» Work to be completed
Skip the pictures. Transcribe the rest of the data below without changing a word.

» Source data
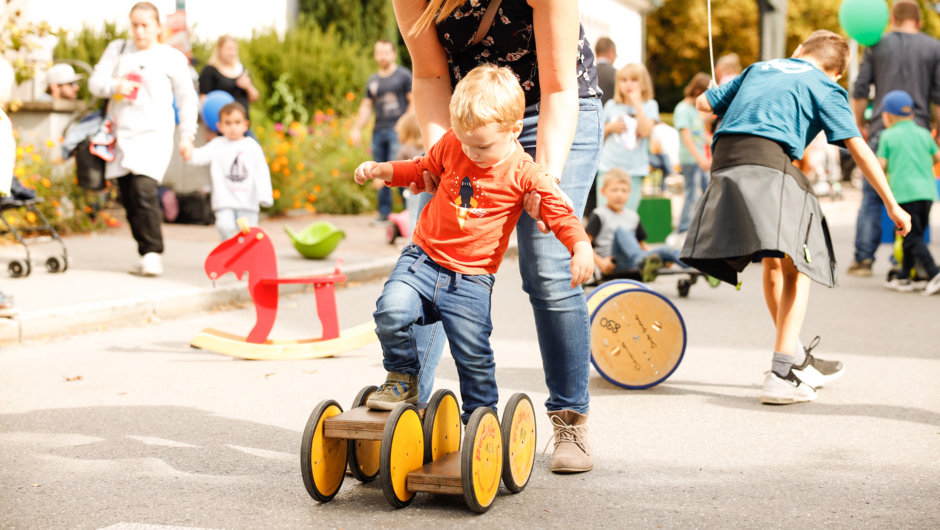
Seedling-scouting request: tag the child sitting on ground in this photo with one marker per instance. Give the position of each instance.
(907, 152)
(618, 235)
(759, 207)
(240, 176)
(446, 275)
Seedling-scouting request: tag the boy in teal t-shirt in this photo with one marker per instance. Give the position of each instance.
(907, 151)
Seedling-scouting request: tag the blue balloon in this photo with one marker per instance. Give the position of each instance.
(215, 100)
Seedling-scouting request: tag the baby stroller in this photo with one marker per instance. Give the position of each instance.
(24, 198)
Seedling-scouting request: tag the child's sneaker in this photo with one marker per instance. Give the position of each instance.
(397, 389)
(785, 390)
(818, 372)
(901, 285)
(933, 286)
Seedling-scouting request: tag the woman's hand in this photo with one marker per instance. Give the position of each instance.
(125, 86)
(186, 148)
(532, 202)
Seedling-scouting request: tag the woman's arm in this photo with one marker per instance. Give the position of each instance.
(430, 76)
(557, 26)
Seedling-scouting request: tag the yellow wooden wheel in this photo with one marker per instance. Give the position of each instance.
(441, 426)
(322, 459)
(638, 337)
(481, 460)
(518, 430)
(364, 454)
(401, 453)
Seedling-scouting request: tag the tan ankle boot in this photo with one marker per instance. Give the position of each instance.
(573, 453)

» Solution to this exercise
Seedling-scouting request: tag the child sitting on ground in this photo with one marker per instance. Give the position of each instance.
(907, 152)
(618, 235)
(759, 207)
(240, 176)
(446, 275)
Seedling-scouting request: tag the boy in teal t-shirt in this photo with one marker per instance. Give the position of each instance.
(907, 151)
Seedling-scouting request: tag the blue balloon in this photo with one marker per instance. Give the position of each instance.
(215, 100)
Seedling-scouting request: tag the baby stroller in this photo with one marker per instance. Give the position of each instance.
(24, 198)
Seedling-scouting request: tag the child's sneaker in this photo with one marker per instance. Give the position of each instance.
(397, 389)
(785, 390)
(818, 372)
(901, 285)
(933, 286)
Seedling-scouting request: tag the woman's hand in this photo with one marker per instance. Give the position of each instance.
(125, 86)
(186, 148)
(532, 202)
Seedling-scouting request: tag the woman's arm in this photo with one marker per instance. Give the position of each instance.
(430, 76)
(557, 26)
Seedling-scouting request: tag the yellow wooden wheel in this photo with one marker per instance. Give the position of each instance.
(441, 426)
(322, 459)
(638, 337)
(481, 460)
(518, 430)
(364, 454)
(401, 453)
Seedling-scouting request: tag the tan ankle boot in this photo with one marker per instance. Give the position of each instance.
(573, 453)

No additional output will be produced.